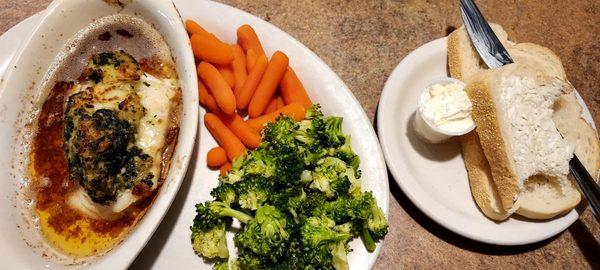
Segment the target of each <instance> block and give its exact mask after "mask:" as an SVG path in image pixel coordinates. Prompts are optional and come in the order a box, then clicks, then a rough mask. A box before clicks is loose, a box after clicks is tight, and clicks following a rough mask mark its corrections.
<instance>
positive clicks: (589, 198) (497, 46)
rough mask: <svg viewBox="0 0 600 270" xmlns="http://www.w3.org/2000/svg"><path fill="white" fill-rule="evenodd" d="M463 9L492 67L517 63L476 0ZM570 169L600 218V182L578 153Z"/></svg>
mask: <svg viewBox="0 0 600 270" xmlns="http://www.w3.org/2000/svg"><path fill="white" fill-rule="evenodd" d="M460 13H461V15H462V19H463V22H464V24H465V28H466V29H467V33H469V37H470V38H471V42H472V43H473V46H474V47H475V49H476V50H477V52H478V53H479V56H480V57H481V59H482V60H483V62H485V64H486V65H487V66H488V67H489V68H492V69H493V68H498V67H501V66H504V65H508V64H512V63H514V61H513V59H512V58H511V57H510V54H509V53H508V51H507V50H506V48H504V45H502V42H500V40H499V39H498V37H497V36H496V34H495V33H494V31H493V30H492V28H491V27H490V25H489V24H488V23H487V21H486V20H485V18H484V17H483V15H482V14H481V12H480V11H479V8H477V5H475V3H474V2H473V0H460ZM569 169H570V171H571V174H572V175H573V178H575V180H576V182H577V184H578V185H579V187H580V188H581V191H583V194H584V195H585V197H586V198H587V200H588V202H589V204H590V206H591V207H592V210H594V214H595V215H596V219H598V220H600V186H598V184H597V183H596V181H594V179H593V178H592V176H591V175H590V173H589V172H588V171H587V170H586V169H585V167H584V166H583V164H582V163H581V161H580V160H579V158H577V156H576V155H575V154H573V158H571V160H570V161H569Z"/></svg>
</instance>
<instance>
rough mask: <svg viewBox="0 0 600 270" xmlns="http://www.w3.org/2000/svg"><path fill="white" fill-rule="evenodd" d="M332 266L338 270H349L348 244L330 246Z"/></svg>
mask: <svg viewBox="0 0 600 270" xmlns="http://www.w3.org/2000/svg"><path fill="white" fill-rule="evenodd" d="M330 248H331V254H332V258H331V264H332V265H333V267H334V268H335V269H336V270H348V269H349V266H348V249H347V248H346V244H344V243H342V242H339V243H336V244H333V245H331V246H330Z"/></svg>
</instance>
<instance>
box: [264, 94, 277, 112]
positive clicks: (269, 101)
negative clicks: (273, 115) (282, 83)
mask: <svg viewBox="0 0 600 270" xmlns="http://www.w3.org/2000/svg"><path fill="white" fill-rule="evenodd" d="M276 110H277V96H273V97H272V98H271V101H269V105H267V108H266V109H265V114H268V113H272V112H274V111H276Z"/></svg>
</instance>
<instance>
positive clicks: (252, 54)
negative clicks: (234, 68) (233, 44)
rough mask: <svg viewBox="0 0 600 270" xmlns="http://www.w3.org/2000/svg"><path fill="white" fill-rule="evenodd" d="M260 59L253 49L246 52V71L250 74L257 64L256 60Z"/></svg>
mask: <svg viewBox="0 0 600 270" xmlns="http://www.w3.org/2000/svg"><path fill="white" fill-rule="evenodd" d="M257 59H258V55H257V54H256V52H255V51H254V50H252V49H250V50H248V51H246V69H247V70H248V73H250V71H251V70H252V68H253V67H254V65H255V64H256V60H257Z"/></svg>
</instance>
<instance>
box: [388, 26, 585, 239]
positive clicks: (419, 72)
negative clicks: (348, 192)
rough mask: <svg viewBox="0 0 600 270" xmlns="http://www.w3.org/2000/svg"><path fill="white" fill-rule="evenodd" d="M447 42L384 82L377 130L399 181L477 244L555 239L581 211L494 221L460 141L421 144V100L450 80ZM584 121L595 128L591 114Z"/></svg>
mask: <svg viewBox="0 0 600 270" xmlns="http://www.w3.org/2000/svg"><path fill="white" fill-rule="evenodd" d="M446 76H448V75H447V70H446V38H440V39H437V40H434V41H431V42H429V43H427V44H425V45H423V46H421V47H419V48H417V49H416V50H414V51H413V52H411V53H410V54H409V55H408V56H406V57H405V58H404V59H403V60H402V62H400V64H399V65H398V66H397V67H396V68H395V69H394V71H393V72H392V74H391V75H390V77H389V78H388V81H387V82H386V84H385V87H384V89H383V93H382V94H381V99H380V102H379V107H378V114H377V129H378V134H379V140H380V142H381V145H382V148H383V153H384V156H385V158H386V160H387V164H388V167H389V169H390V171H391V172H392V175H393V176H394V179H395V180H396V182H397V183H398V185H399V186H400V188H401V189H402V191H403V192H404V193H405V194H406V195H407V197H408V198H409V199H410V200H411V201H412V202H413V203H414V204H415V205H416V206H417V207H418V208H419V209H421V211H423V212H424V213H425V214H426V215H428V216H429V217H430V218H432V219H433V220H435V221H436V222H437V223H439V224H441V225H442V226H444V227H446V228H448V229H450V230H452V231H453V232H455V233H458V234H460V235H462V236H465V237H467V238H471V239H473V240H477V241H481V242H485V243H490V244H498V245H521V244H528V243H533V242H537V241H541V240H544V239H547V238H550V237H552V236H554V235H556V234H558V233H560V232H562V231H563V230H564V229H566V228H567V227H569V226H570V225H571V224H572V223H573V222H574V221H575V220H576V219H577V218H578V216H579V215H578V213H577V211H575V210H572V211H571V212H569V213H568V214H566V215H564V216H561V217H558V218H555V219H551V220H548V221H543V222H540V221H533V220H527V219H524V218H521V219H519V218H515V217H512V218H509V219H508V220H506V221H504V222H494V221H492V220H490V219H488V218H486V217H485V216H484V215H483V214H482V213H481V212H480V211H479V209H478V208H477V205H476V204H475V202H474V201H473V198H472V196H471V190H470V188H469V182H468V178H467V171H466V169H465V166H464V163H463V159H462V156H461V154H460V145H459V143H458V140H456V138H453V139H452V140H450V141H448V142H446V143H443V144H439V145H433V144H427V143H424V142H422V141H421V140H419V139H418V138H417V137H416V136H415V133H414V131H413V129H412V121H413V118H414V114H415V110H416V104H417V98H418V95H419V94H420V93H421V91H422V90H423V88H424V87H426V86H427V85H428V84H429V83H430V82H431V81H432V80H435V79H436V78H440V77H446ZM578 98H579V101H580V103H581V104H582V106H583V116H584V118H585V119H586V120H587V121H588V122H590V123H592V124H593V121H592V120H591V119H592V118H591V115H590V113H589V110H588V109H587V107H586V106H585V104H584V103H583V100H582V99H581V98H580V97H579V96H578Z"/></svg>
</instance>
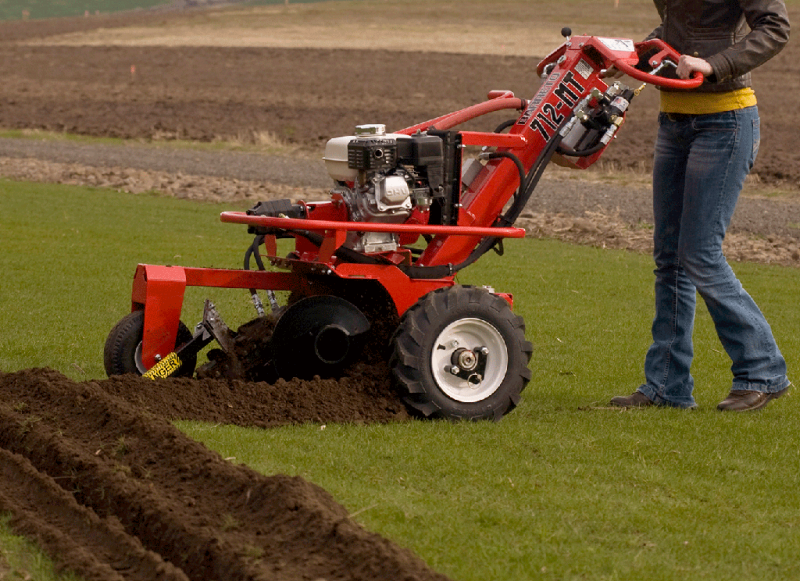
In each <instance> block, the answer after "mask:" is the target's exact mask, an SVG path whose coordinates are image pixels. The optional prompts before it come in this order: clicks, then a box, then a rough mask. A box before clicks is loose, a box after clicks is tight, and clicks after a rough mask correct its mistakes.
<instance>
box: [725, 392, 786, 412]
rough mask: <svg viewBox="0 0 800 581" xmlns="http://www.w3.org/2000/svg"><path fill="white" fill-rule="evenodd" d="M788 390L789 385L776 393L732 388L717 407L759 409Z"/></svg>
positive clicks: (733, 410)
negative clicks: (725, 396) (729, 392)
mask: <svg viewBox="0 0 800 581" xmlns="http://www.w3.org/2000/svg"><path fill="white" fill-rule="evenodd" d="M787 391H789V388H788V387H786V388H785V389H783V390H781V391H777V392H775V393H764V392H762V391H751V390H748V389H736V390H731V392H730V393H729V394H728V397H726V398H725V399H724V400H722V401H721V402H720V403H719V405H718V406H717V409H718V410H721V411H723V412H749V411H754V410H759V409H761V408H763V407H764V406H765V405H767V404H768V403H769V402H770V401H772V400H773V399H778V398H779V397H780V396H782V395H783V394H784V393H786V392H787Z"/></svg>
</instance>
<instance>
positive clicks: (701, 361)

===

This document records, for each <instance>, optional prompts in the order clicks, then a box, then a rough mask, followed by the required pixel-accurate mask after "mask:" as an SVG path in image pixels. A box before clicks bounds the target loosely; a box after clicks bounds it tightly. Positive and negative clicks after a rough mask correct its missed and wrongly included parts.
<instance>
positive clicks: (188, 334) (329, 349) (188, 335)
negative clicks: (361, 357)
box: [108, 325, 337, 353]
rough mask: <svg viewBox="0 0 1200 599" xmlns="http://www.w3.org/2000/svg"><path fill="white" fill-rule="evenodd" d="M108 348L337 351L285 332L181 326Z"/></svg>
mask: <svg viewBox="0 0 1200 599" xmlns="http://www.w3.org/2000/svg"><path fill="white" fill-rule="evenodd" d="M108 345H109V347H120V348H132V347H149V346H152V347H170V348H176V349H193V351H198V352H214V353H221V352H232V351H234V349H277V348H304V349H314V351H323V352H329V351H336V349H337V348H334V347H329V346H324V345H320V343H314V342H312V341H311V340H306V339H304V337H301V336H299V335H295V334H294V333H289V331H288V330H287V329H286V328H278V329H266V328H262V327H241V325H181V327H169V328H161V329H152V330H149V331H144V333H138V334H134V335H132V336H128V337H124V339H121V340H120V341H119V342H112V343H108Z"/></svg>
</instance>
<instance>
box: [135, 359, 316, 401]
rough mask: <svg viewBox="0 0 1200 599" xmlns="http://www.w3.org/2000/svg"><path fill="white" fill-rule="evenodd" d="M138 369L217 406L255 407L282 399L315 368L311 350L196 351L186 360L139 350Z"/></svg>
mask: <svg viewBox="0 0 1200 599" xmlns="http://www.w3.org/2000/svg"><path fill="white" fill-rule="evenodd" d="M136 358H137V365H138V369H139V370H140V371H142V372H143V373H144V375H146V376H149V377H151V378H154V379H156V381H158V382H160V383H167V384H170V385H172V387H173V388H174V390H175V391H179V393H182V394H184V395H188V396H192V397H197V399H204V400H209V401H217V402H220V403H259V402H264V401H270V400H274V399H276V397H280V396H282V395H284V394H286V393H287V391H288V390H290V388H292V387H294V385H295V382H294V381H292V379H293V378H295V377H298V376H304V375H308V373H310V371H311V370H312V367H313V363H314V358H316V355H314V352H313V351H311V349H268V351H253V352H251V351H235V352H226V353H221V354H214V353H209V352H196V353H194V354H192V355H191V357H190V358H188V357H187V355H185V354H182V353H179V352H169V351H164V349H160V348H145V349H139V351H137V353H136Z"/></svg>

===

- [Exercise objective]
Retype word for word everything in the listing above from the line that holds "390L789 385L776 393L732" down to the line that holds "positive clicks: (733, 410)". Keep both end lines and leave out the rest.

- [Answer]
rough mask: <svg viewBox="0 0 800 581" xmlns="http://www.w3.org/2000/svg"><path fill="white" fill-rule="evenodd" d="M788 390L789 385L776 393L732 388L717 407L759 409Z"/></svg>
positive clicks: (733, 410)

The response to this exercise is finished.